* start Listed records *

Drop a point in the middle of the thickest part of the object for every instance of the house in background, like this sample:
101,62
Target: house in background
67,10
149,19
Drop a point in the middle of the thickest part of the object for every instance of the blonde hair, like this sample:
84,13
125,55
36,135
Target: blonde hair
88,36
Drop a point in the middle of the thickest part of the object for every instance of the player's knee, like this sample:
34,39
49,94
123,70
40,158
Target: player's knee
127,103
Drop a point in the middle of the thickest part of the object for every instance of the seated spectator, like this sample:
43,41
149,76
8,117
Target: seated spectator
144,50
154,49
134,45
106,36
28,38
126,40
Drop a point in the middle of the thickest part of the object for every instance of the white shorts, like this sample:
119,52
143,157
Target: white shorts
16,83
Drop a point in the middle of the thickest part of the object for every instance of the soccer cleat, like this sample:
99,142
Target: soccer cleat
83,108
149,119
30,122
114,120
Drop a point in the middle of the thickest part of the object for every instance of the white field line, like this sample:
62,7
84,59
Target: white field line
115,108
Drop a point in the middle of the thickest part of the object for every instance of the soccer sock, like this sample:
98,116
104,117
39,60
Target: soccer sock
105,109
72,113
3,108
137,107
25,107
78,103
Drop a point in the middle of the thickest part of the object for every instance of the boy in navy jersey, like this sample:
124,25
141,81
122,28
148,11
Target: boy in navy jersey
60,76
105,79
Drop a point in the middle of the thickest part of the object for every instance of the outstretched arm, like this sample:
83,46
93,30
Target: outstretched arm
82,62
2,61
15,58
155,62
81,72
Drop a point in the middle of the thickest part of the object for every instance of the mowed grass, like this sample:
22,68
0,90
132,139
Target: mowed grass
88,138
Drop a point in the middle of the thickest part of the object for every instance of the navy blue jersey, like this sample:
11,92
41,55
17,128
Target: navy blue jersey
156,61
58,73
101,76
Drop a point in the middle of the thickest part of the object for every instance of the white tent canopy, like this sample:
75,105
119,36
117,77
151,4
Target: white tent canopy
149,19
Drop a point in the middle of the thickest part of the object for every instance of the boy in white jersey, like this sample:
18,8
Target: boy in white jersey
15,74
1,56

* end Listed records *
* start Listed records *

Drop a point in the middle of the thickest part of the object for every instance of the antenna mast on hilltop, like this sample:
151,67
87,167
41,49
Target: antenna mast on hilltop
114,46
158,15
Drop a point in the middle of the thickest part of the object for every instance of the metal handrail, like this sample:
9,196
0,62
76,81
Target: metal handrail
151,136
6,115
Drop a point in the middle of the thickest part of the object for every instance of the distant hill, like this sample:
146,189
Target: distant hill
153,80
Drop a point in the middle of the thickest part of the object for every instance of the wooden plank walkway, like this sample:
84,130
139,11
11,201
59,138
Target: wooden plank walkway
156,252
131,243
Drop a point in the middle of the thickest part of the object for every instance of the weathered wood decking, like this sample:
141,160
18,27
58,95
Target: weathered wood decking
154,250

* end Listed records *

▸ Directions for this task:
Gather every line above that contains the word "hilltop" and copy each one out in full.

▸ Problem solution:
Drop a point in the middle of the thickest part of the object for every instance of the antenna mast on hilltop, like this sample:
Target: antenna mast on hilltop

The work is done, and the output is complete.